=== PROBLEM REQUIREMENTS ===
Print the full set of records below, character for character and picture-free.

=== DATA TO EXAMINE ===
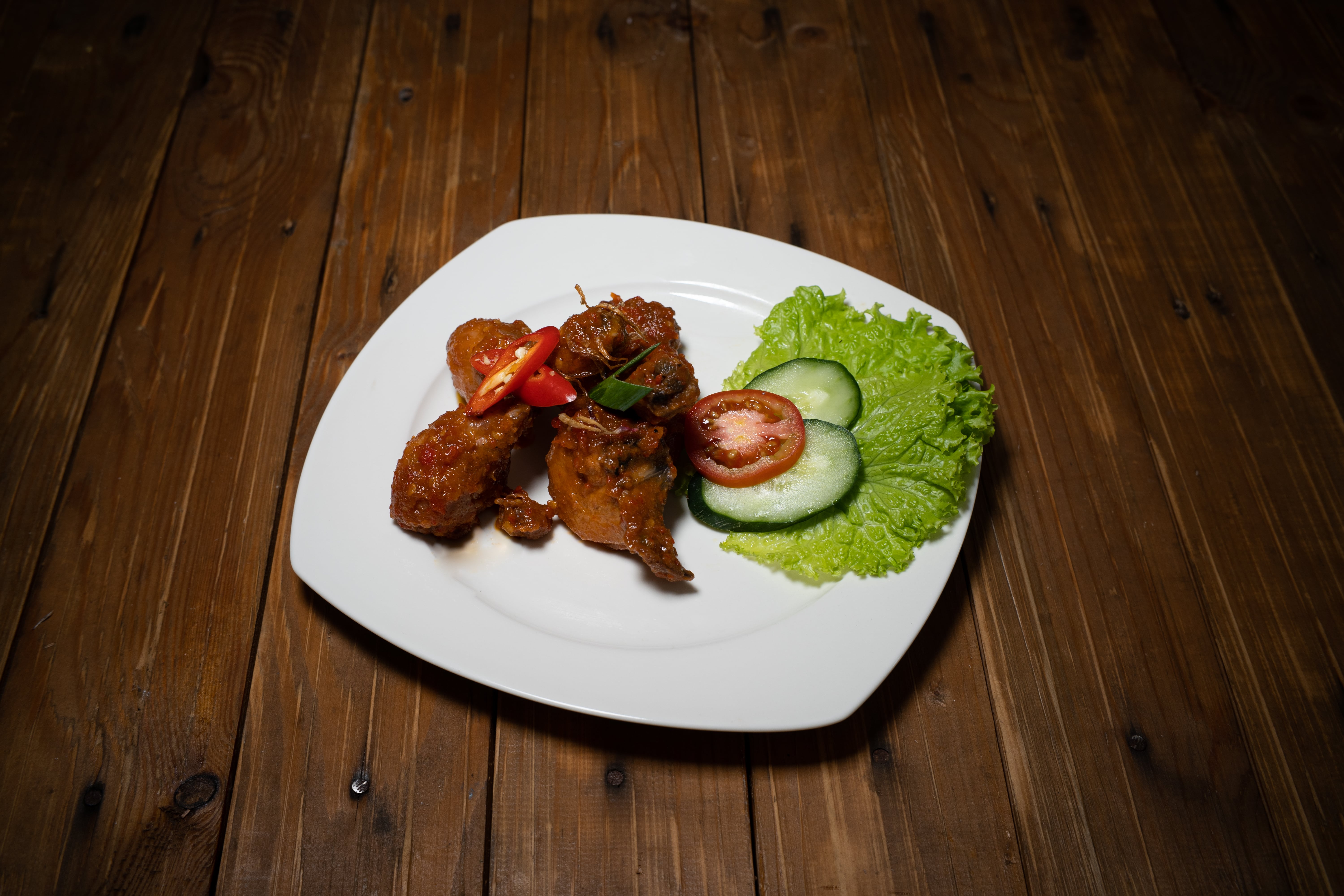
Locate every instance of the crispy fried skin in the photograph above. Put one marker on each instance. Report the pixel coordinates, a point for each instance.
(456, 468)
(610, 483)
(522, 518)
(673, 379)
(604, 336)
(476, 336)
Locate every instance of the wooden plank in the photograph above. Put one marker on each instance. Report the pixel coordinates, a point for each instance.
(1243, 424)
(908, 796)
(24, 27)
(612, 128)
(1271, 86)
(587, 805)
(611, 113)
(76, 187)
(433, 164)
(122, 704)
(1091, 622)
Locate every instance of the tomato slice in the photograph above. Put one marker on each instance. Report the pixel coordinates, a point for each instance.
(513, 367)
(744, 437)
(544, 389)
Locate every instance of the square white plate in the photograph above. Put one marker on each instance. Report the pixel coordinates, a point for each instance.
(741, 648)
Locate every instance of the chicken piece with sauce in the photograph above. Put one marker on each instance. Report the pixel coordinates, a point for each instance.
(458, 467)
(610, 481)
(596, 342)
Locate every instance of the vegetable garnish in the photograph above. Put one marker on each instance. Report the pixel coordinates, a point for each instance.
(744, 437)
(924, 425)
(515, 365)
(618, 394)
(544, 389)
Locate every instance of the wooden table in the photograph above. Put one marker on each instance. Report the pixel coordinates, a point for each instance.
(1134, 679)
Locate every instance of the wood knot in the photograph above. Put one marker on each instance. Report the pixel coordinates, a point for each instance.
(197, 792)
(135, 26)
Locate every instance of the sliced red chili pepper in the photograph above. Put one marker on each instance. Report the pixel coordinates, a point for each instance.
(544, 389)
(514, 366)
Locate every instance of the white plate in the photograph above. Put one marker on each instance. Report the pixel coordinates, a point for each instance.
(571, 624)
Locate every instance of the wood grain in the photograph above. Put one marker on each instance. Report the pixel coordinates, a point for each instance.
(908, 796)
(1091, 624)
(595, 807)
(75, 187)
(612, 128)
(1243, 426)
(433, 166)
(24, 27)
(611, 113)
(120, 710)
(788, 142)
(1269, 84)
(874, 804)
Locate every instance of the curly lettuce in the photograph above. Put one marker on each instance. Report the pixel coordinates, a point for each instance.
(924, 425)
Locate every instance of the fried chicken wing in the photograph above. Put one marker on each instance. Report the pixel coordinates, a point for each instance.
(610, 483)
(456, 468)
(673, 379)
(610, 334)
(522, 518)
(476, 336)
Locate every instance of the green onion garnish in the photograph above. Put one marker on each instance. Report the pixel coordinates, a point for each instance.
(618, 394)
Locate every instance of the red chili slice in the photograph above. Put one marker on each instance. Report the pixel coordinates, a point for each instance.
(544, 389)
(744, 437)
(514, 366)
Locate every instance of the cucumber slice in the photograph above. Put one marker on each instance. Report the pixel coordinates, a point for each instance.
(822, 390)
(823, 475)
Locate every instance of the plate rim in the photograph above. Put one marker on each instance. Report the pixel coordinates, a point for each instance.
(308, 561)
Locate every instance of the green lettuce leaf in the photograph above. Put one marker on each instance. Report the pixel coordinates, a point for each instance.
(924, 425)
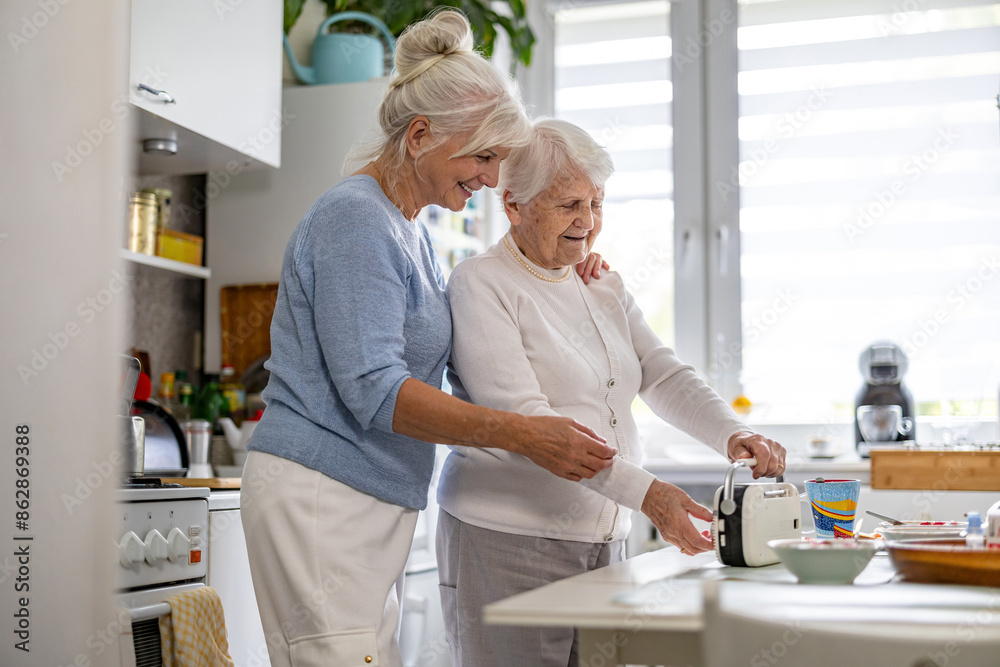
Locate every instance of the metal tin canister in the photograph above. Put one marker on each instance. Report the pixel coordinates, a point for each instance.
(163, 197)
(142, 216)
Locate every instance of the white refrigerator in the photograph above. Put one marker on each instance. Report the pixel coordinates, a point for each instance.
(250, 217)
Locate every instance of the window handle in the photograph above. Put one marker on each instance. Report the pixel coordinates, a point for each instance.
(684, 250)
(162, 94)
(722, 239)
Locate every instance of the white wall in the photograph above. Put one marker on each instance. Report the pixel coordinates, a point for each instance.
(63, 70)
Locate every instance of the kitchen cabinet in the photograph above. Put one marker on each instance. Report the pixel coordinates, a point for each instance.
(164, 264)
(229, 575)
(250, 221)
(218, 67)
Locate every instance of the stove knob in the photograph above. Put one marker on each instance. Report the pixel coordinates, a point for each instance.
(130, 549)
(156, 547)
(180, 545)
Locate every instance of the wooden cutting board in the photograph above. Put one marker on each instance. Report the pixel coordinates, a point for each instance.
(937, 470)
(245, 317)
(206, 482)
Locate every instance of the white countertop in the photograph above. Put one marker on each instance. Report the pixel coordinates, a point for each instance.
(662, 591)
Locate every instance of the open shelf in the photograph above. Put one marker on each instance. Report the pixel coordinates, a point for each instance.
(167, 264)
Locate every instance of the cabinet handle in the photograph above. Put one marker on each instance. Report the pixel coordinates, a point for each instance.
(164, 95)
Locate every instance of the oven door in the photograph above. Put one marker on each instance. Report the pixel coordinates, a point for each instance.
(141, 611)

=== OUTPUT ===
Locate every instance of the crispy fried skin in the photograph above. Put one marker on each instance. Report the pixel coordinates, a point for each instance.
(456, 468)
(610, 483)
(522, 518)
(673, 379)
(604, 336)
(476, 336)
Locate every instance of the wooden plank in the photograph above. Put one marker on each instance. Report the pixel coordinates, a point for each instance.
(1243, 424)
(908, 796)
(24, 27)
(612, 128)
(1271, 86)
(587, 805)
(611, 113)
(76, 187)
(433, 164)
(122, 704)
(1091, 622)
Locate every instance of the tomato slice in the photograph above. Put one marker on each instance. Report the pixel coordinates, a point for each instance.
(513, 367)
(744, 437)
(544, 389)
Locate every instance of the square white plate in the photograph above. Put one marker on each instance. Report the pixel coordinates, a point for each instance.
(741, 648)
Locate every instance of the chicken piece with sauce in the photograph above. Put one marker on each instance. Report the pixel coordinates, a point for each instance.
(458, 467)
(610, 481)
(596, 342)
Locate every instance of the vegetable garnish in the photograph above. Put one marker on each instance. Report the pixel coordinates, a point for each instance.
(744, 437)
(924, 425)
(515, 365)
(618, 394)
(544, 389)
Locate every instance of the wooden table in the photograph above. Put one marker on each instance. Report the pixel coordinates, a point for each instance.
(1134, 679)
Locate every instance of the wood knot in the photograph above. Put one marker on each instance. Report the pixel coordinates, a point for each instance.
(197, 792)
(135, 26)
Locate every instance of the sliced red chili pepper in the photograph above. Put one marker on each instance. Report the pixel coordinates, a point for each instance.
(544, 389)
(514, 366)
Locate every instance of the white plate in the photograph above. Put one marker on each instance. Report the pixel coordinates, a point for each instance.
(571, 624)
Locate every instance of the wood grain in the photograph above. Put one marker on each instance. Report the pixel coordinates, a point for each instance.
(908, 796)
(1091, 624)
(595, 807)
(75, 187)
(612, 128)
(1243, 426)
(433, 166)
(24, 27)
(611, 113)
(120, 710)
(788, 142)
(1269, 84)
(874, 804)
Locate every instance of the curly lettuce in the photograph above. Put one marker on each instance. Report the pixel coordinates, a point for each instance.
(924, 425)
Locate every instance of the fried chicken wing in the photograph above. Put one marker on each instance. Report the pixel coordinates, a point for each instance.
(610, 483)
(456, 468)
(673, 379)
(610, 334)
(522, 518)
(476, 336)
Locate every instance of the green onion garnish in the photograph above. Put one marker on each instance. Report the pixel coordinates, a point for each instance.
(618, 394)
Locate every instance of the red chili slice in the photograph above. Put one marker on each instance. Report the pixel coordinates, a point for each instance.
(544, 389)
(744, 437)
(514, 366)
Locate every instance of the cucumber slice in the photograph above. Put one marker on each instance. Report the pixel coordinates, a point for each instance.
(822, 390)
(823, 475)
Locate every instance of the plate rim in the photograph above. Put one marker on each instance. Report the pixel coordinates, a point for each instance.
(308, 561)
Locate every instance of the green lettuce leaf in the photograph above. Put one marker on each instance. Report the pixel coordinates, a point for each instance.
(924, 425)
Locate every instance of the metal tin canister in the photograph above. Put one marker on each instance. Report the pixel coordinates, a point for each instance.
(163, 197)
(142, 216)
Locate every instance of the white refrigerator in the photograph above. Put one marker on each instance. Report the pixel coordinates, a point for each instance.
(250, 217)
Locate every instance of the window handle in the photograph above. Put one marker on each instance. Report the pixel coordinates, a point for each instance.
(684, 250)
(162, 94)
(722, 239)
Locate every instance of the white wall in the photograph above. Put one marker on each instance. Report the pixel coordinates, a point for each instance.
(63, 70)
Locate every instance of the kitchen cabinet in the photograph above. Put one marker on each instance. Report the pixel coordinates, a point for each instance.
(164, 264)
(229, 575)
(250, 221)
(218, 67)
Locate every instance of the stove knob in the photograph above. Put one marker on each instance. Report the pixel coordinates, a point for each instance.
(130, 549)
(156, 547)
(180, 545)
Locate every instance of the wooden cutting board in the photograph above. Put one marker on each instance. Report the pixel coordinates, a point for each instance.
(937, 470)
(245, 317)
(206, 482)
Locate every instance of the white countertop in the photograph above. Put one marker on each instance. Report the pixel coordinates, a point for each instance.
(662, 591)
Locate every instance of the open shelf in the photograph above. Put one marker on each instance. Report the pixel coordinates, a point for each instance.
(167, 264)
Locate every instance of the cabinet handle in the photograph above. Put one marker on each instance. Report the pixel coordinates, a point for each instance.
(164, 95)
Locate every instance of the oven door in the photograph above. Put one marker on each instance. Report the pixel coordinates, a point for each instance.
(141, 611)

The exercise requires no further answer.